### EXCERPTED TEXT ###

There will come a day, unfortunately, that even the last string that connects me to my hometown will be gone – my parents.
Might not even be death.
My dad, for example, has long contemplated moving to Dallas, Texas.
So we will see.
Fourth, you miss the way of life you have down here.
Which typically means low cost of living.
The joy of traveling and doing crazy cool shit that you didn’t back home.
For some, it also means feeling like you are part of a “higher class” than back home because you are a gringo with some money in the bank account.
Some money that might not be impressive in the US but stretches nicely down here.
Along with your gringo exotic factor that might get you positive attention in some ways.
Maybe easier to make friends in some ways or more dating success that some guys report having more down here than up there.
Though sometimes I push back against that idea because I do feel some guys have unrealistic standards for how much nicer that aspect of life is down here.
But I agree with it overall as I wrote about here.
Anyhow, that’s another thing that guys miss when they go back home if we are being honest.
And, with that, they also might miss the friends they made down here also when they leave like I did.
The worst though is when, through a desire to cling onto all of that, these same guys miss the forest for the trees.
Lost in the Pursuit
In the end, these same guys might resort to measures to keep a life down here long term even when they are not prepared to do so.
As I wrote here, that was a bit similar in my case.
Though I had other reasons that I didn’t elaborate here as to why I was so motivated to stick to a life in Mexico City.
But after my first year in Mexico City, I was basically running out of money.
Struggled a bit.
Lived on 300 bucks a month for a tiny bit.
But then got my shit together.
That isn’t uncommon necessarily among young folks living down here.
Some of them though do end up going back home for a tiny bit to make things work before heading back down long term.
From what I have heard, they get depressed at times.
Perhaps feeling “out of place” back home.
Perhaps missing the friends they made down here.

### SUPPLIED INFORMATION ###

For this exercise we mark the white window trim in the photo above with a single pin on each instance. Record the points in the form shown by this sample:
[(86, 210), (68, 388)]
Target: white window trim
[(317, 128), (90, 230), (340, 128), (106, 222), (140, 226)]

###

INSTRUCTIONS TO FOLLOW. Condense the passage of the excerpt on expat life in Mexico that begins "Fourth, you miss the way of life you have down here" and ends "when they leave like I did" into a bulleted list that keeps its main facts.

WRITTEN RESPONSE.
Things men miss about life down here when they go back home:
- A low cost of living.
- Traveling and doing exciting things they didn't do back home.
- For some, feeling part of a "higher class" as a gringo, since savings that are modest in the US stretch further here.
- A gringo "exotic factor" that can bring positive attention, perhaps easier friendships or more dating success. The author thinks some men's expectations here are unrealistic but agrees with the idea overall.
- The friends they made here.